*Assignment*:
The response should be the complete listing below, unchanged.

▬▬▬▬▬▬

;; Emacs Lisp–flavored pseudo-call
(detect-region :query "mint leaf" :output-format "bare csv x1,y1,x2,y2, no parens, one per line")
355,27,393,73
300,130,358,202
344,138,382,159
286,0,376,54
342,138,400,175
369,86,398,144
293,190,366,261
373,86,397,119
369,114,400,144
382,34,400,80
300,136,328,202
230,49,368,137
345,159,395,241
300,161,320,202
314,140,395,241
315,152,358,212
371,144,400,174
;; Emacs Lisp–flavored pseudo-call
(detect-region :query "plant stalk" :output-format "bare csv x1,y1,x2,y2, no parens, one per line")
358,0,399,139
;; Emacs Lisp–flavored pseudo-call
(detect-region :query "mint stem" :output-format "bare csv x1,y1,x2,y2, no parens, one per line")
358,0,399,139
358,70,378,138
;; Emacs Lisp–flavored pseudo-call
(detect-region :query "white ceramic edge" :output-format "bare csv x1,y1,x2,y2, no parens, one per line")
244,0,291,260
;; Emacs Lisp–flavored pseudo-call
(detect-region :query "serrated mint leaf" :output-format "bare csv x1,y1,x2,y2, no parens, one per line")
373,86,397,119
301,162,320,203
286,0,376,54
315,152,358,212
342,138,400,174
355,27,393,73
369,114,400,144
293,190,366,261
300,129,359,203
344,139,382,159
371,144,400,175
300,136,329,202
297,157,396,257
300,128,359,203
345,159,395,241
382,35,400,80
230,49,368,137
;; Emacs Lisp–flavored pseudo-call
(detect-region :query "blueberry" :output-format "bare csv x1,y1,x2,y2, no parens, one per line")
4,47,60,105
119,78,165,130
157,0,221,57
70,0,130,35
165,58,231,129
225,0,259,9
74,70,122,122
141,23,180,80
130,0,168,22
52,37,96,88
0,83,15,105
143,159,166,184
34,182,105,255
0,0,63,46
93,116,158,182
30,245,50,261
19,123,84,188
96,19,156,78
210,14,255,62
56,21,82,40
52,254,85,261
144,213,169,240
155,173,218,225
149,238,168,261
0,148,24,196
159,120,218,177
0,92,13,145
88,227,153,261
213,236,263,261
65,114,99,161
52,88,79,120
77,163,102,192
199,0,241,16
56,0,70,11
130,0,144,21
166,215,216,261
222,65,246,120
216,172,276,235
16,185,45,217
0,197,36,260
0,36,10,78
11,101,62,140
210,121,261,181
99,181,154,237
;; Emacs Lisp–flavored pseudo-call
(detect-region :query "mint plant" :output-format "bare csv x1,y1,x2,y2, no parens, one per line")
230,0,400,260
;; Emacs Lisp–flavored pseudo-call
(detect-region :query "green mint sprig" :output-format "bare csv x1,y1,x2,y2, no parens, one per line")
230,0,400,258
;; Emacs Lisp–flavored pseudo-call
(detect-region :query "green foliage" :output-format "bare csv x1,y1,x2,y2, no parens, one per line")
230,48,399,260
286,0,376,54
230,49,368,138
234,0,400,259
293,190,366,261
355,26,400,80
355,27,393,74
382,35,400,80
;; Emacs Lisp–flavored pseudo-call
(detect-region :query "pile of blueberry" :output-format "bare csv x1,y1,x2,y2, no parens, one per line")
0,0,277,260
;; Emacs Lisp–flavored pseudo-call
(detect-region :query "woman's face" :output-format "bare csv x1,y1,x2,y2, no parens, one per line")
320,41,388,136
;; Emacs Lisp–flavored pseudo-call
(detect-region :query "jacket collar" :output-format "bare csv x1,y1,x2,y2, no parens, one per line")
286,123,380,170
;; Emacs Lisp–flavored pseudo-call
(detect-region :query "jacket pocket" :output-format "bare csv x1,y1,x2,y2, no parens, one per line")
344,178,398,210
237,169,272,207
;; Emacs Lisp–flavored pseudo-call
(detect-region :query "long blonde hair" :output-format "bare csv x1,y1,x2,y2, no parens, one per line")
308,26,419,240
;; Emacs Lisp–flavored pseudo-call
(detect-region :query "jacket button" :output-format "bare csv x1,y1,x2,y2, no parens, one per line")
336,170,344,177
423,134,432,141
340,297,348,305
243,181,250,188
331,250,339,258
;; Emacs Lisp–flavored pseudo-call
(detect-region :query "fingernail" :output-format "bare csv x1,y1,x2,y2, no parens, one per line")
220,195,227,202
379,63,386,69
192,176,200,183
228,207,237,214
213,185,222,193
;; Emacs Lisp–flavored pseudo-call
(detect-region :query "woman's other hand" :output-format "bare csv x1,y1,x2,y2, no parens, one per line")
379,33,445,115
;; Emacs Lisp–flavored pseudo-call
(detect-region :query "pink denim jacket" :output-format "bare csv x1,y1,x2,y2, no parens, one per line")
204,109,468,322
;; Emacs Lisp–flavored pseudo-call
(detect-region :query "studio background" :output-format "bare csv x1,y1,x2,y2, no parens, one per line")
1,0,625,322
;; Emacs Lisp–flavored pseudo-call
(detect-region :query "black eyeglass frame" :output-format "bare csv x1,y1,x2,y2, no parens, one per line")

▬▬▬▬▬▬

*Result*:
;; Emacs Lisp–flavored pseudo-call
(detect-region :query "mint leaf" :output-format "bare csv x1,y1,x2,y2, no parens, one per line")
355,27,393,73
300,130,358,202
344,138,382,159
286,0,376,54
342,138,400,175
369,86,398,144
293,190,366,261
373,86,397,119
369,114,400,144
382,34,400,80
300,136,328,202
230,49,368,137
345,159,395,241
300,161,320,202
314,140,395,241
315,152,358,212
371,144,400,174
;; Emacs Lisp–flavored pseudo-call
(detect-region :query "plant stalk" :output-format "bare csv x1,y1,x2,y2, no parens, one per line")
358,0,399,139
;; Emacs Lisp–flavored pseudo-call
(detect-region :query "mint stem" :output-format "bare csv x1,y1,x2,y2, no parens, one per line")
358,0,399,139
358,70,378,138
;; Emacs Lisp–flavored pseudo-call
(detect-region :query "white ceramic edge" :output-format "bare csv x1,y1,x2,y2, no parens, one per line")
244,0,291,260
;; Emacs Lisp–flavored pseudo-call
(detect-region :query "serrated mint leaf" :output-format "bare csv x1,y1,x2,y2, no parens, one per line")
373,86,397,119
301,162,320,203
286,0,376,54
315,152,358,212
342,138,400,174
355,27,393,73
369,114,400,144
293,190,366,261
300,129,359,203
344,139,382,159
371,144,400,175
300,136,329,202
297,157,396,257
300,128,359,203
345,159,395,241
382,35,400,80
230,49,368,137
;; Emacs Lisp–flavored pseudo-call
(detect-region :query "blueberry" :output-format "bare csv x1,y1,x2,y2, no parens, one per line")
4,47,60,105
119,78,165,130
157,0,221,57
70,0,130,35
165,58,231,129
225,0,259,9
74,70,122,122
141,23,180,80
130,0,168,22
52,37,96,88
0,83,15,105
143,159,166,184
34,182,105,255
0,0,63,46
93,116,158,182
30,245,50,261
19,123,84,188
96,19,156,78
210,14,255,62
56,21,82,40
52,254,85,261
144,213,169,240
155,173,218,225
149,238,168,261
0,148,24,196
159,120,218,177
0,92,13,145
88,227,153,261
213,236,263,261
65,114,99,161
52,88,79,120
77,163,102,192
199,0,241,16
56,0,70,11
130,0,144,21
166,215,216,261
222,65,246,120
216,172,276,235
16,185,45,217
0,197,36,260
0,36,10,78
11,101,62,140
210,121,261,181
99,181,154,237
;; Emacs Lisp–flavored pseudo-call
(detect-region :query "mint plant" :output-format "bare csv x1,y1,x2,y2, no parens, one per line")
230,0,400,260
;; Emacs Lisp–flavored pseudo-call
(detect-region :query "green mint sprig" :output-format "bare csv x1,y1,x2,y2, no parens, one per line")
230,0,400,258
;; Emacs Lisp–flavored pseudo-call
(detect-region :query "green foliage" :output-format "bare csv x1,y1,x2,y2, no parens, one per line")
230,48,399,260
286,0,376,54
230,49,368,138
234,0,400,259
293,190,366,261
355,26,400,80
355,27,393,74
382,35,400,80
;; Emacs Lisp–flavored pseudo-call
(detect-region :query "pile of blueberry" :output-format "bare csv x1,y1,x2,y2, no parens, one per line")
0,0,277,260
;; Emacs Lisp–flavored pseudo-call
(detect-region :query "woman's face" :output-format "bare csv x1,y1,x2,y2, no parens, one per line")
320,41,388,136
;; Emacs Lisp–flavored pseudo-call
(detect-region :query "jacket collar" :output-format "bare csv x1,y1,x2,y2, no parens, one per line")
286,123,380,170
;; Emacs Lisp–flavored pseudo-call
(detect-region :query "jacket pocket" :output-format "bare csv x1,y1,x2,y2, no parens, one per line")
344,178,398,210
237,169,272,207
;; Emacs Lisp–flavored pseudo-call
(detect-region :query "long blonde hair" :output-format "bare csv x1,y1,x2,y2, no parens, one per line")
308,26,419,240
;; Emacs Lisp–flavored pseudo-call
(detect-region :query "jacket button" :output-format "bare csv x1,y1,x2,y2, no parens, one per line")
336,170,344,177
423,134,432,141
340,297,348,305
243,181,250,188
331,250,339,258
;; Emacs Lisp–flavored pseudo-call
(detect-region :query "fingernail" :output-format "bare csv x1,y1,x2,y2, no parens, one per line")
220,195,227,202
379,63,386,69
192,176,200,183
228,207,237,214
213,185,222,193
;; Emacs Lisp–flavored pseudo-call
(detect-region :query "woman's other hand" :output-format "bare csv x1,y1,x2,y2, no parens, one per line")
379,33,445,115
;; Emacs Lisp–flavored pseudo-call
(detect-region :query "pink denim jacket" :output-format "bare csv x1,y1,x2,y2, no parens, one per line")
204,109,468,322
;; Emacs Lisp–flavored pseudo-call
(detect-region :query "studio background" :output-format "bare csv x1,y1,x2,y2, no parens, one per line")
1,0,625,322
;; Emacs Lisp–flavored pseudo-call
(detect-region :query "black eyeglass frame" :output-format "bare csv x1,y1,x2,y2, no parens, one per line")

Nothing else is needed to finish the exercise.